DOCUMENT
★ ★ ★ ★ ★

By RUSSELL BAILLIE, Entertainment Editor
Peter Jackson is looking forward to his night at the flicks, but not the traffic getting there, although parking shouldn't be a problem.
And while it might be the Wellington world premiere of his final instalment in his Lord of the Rings trilogy, Jackson isn't watching the film out of duty - he hasn't actually seen the final movie himself.
He's been a bit busy getting it finished and sending it off to American studio New Line, reel by reel to meet deadlines.
"I've seen it in pieces," he said yesterday as he mused on bringing his eight-year, three-movie multimillion-dollar project to an end, "I've seen a finished cut but at that point it was in a pretty crude state".
"About a week ago I thought 'should I really sit down now and watch it? I can't actually change it.'
"There's nothing more hopeless than sitting by yourself in a theatre watching a movie that you can't do anything with."
It will be a first time, too, for Richard Taylor, the double Oscar-winning head of Weta Workshop, who is taking his Mum and Dad and partner Tania Rodger, the workshop's manager.
"I didn't want to to see it until I could see it with them - and the workshop gets the hump if I see it before them as well."
No, not knowing how the finished film plays on the big screen isn't causing Jackson first-night nerves. It's the bit beforehand - the parade, the red carpet and hoopla of the Wellington opening.

★ ★ ★ ★ ★

RAW DATA
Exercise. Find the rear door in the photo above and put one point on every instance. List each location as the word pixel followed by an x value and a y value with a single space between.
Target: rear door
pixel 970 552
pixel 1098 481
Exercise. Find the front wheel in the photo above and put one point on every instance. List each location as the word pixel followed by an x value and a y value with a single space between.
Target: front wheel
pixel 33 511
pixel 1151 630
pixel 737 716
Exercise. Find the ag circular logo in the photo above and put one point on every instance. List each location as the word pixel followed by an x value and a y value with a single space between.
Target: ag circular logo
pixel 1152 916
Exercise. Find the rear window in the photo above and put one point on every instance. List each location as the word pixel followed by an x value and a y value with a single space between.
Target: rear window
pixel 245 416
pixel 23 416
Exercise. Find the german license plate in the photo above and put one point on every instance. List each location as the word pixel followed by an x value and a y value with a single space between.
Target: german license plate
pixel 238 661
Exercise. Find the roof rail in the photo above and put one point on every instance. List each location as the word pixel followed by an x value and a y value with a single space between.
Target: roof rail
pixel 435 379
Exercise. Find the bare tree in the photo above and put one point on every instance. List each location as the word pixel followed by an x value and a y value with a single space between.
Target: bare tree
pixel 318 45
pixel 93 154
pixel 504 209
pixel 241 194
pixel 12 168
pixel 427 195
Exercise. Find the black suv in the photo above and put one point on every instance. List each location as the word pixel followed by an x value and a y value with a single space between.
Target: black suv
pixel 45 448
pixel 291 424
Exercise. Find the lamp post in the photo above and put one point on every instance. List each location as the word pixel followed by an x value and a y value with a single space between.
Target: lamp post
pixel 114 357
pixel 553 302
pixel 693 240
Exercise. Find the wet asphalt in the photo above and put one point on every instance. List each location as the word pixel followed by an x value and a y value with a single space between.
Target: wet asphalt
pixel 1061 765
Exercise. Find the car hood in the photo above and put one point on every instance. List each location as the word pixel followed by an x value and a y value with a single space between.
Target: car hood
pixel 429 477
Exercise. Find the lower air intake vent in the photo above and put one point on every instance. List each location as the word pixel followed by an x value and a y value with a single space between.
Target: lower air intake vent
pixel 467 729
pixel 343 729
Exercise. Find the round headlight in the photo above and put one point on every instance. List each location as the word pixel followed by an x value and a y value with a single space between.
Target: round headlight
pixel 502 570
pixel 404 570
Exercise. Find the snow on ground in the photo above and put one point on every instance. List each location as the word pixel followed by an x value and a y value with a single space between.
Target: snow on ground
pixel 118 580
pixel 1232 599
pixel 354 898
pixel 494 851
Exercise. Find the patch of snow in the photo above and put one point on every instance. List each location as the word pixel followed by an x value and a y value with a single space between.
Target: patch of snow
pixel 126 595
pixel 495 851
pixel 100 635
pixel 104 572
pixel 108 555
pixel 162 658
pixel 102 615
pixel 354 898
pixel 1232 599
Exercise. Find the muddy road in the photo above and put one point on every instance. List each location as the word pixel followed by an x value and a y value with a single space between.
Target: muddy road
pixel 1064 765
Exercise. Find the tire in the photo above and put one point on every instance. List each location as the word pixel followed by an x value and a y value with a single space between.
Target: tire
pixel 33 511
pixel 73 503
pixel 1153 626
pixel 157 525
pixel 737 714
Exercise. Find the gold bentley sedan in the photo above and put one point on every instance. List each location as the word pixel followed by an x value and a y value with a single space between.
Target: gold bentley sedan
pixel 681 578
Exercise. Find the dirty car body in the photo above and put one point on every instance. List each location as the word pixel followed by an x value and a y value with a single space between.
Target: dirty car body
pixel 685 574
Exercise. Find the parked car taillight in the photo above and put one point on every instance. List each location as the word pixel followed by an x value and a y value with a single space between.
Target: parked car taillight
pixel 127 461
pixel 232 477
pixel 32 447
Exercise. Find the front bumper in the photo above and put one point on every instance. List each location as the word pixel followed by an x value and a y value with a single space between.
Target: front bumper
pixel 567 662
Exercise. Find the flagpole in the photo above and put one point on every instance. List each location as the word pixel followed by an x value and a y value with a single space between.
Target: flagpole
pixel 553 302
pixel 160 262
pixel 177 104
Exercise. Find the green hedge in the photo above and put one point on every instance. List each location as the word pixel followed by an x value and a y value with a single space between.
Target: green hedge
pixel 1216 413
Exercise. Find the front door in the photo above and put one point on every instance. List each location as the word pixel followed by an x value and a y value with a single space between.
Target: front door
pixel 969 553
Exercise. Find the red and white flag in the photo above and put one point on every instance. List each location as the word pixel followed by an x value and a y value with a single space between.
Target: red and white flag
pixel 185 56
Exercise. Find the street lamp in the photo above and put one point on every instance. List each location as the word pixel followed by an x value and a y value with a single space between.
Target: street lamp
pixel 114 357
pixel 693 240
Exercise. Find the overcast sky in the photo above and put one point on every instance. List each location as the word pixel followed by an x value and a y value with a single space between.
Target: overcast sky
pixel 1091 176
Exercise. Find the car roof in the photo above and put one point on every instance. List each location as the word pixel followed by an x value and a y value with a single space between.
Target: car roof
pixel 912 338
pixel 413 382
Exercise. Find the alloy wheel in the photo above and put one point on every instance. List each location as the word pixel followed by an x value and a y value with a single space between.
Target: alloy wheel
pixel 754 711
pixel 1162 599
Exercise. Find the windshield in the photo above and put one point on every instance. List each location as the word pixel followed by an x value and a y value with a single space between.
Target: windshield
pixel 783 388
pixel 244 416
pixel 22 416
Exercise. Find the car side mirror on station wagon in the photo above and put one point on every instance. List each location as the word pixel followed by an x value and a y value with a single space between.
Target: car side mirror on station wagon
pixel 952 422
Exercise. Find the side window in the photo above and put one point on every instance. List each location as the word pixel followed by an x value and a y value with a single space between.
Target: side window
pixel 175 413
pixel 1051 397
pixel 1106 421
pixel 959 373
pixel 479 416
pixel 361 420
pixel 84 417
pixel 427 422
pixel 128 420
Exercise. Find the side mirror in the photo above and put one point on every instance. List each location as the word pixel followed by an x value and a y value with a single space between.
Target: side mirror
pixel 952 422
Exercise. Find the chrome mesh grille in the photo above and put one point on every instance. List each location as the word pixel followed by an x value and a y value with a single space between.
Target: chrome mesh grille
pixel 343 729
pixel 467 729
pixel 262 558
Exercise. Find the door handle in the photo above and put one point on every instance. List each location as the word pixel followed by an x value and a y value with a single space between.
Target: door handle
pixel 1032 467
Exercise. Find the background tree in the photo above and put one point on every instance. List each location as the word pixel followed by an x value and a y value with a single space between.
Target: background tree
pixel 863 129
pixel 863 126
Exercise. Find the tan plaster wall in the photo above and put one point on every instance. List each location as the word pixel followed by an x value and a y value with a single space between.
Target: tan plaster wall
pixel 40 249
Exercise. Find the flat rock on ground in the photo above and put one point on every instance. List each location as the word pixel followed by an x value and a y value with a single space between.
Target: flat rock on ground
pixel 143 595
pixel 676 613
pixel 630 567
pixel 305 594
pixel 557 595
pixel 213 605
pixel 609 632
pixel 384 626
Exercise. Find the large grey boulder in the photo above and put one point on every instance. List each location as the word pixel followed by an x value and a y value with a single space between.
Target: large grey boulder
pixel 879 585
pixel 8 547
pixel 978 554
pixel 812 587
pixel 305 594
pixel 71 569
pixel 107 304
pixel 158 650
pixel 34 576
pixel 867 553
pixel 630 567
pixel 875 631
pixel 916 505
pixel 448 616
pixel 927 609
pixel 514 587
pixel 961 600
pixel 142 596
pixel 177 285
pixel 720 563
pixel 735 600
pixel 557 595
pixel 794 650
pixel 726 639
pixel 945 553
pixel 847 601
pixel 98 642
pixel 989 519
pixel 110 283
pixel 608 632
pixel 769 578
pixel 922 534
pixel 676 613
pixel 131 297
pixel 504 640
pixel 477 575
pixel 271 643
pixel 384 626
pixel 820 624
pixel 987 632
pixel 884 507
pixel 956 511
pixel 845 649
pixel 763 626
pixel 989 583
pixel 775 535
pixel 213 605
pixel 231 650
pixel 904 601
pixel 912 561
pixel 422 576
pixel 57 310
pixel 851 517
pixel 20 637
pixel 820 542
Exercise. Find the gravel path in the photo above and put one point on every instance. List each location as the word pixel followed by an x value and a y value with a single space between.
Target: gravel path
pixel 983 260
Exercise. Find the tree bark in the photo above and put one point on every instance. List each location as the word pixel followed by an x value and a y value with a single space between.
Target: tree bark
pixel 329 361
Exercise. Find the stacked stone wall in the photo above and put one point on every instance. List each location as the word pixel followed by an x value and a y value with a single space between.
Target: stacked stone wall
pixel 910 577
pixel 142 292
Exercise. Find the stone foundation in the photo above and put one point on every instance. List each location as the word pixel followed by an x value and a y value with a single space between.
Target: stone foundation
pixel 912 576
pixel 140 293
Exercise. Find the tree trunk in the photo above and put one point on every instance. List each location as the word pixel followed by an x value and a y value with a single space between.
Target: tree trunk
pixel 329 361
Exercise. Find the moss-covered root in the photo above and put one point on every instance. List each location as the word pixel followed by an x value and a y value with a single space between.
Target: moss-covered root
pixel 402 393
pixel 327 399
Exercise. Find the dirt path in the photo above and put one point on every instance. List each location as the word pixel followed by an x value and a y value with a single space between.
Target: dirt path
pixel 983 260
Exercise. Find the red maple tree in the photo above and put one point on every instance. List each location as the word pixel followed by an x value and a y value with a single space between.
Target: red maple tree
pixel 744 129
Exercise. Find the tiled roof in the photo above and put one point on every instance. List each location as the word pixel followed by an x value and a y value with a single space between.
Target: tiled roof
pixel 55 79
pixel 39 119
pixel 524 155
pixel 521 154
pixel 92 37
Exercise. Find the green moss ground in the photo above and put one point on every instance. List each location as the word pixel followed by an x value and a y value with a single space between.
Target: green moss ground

★ ★ ★ ★ ★

JOBS
a – In the article about the Wellington premiere of Peter Jackson's final Lord of the Rings film, who is Richard Taylor bringing to see it?
b – Transcribe the Peter Jackson premiere article from "He's been a" to "the workshop's manager.".
c – Pick up the article on Peter Jackson's Wellington premiere after its last sentence and keep writing.

SOLVED PROBLEMS
a – His Mum and Dad and his partner Tania Rodger, the workshop's manager.

b –
He's been a bit busy getting it finished and sending it off to American studio New Line, reel by reel to meet deadlines.
"I've seen it in pieces," he said yesterday as he mused on bringing his eight-year, three-movie multimillion-dollar project to an end, "I've seen a finished cut but at that point it was in a pretty crude state".
"About a week ago I thought 'should I really sit down now and watch it? I can't actually change it.'
"There's nothing more hopeless than sitting by yourself in a theatre watching a movie that you can't do anything with."
It will be a first time, too, for Richard Taylor, the double Oscar-winning head of Weta Workshop, who is taking his Mum and Dad and partner Tania Rodger, the workshop's manager.

c –
"My nerves at the moment are more based on just the sheer pandemonium of tomorrow," said the man who got a standing ovation on Saturday night as he took his seat in the audience at the Michael Fowler Centre for a performance by LOTR composer Howard Shore and the New Zealand Symphony Orchestra.
"I'm really not the sort of guy that revels in being a centre of attention to quite this degree.
So far as having come to the end of the ambitious and wildly successful project, Jackson says he doesn't quite know what he's feeling.
"It's partly relief. Sadness? I don't feel sad about finishing Lord of the Rings, as such. That's three movies and three is fine and I'm glad there's not a fourth one to be quite honest.
"I think a lot of people experience [the same thing] in different ways - if you are building a house or doing work on something that takes a long time. Or a relationship - it's like a relationship that after seven years comes to an end.
"But we've done what we set out to do, like Frodo really."
And as for his next trick, a remake of King Kong, he says apart from a long-held dream to redo the film which inspired him into film-making as a boy, it seemed a practical step after the trilogy. Especially for Weta Workshop and Weta Digital, both of which have been working on the film for six months.
But after that, it's time for Jackson to scale down.
"In a way I feel I've achieved everything I want to achieve with studio, American kind of stuff and there is a lot of great New Zealand stories.
"Fran [Walsh] and I have just been talking for years about all sorts of true stories because Heavenly Creatures was such a fun experience for us, doing all the research and interviews. This country has great stories. We have three or four of them lined up."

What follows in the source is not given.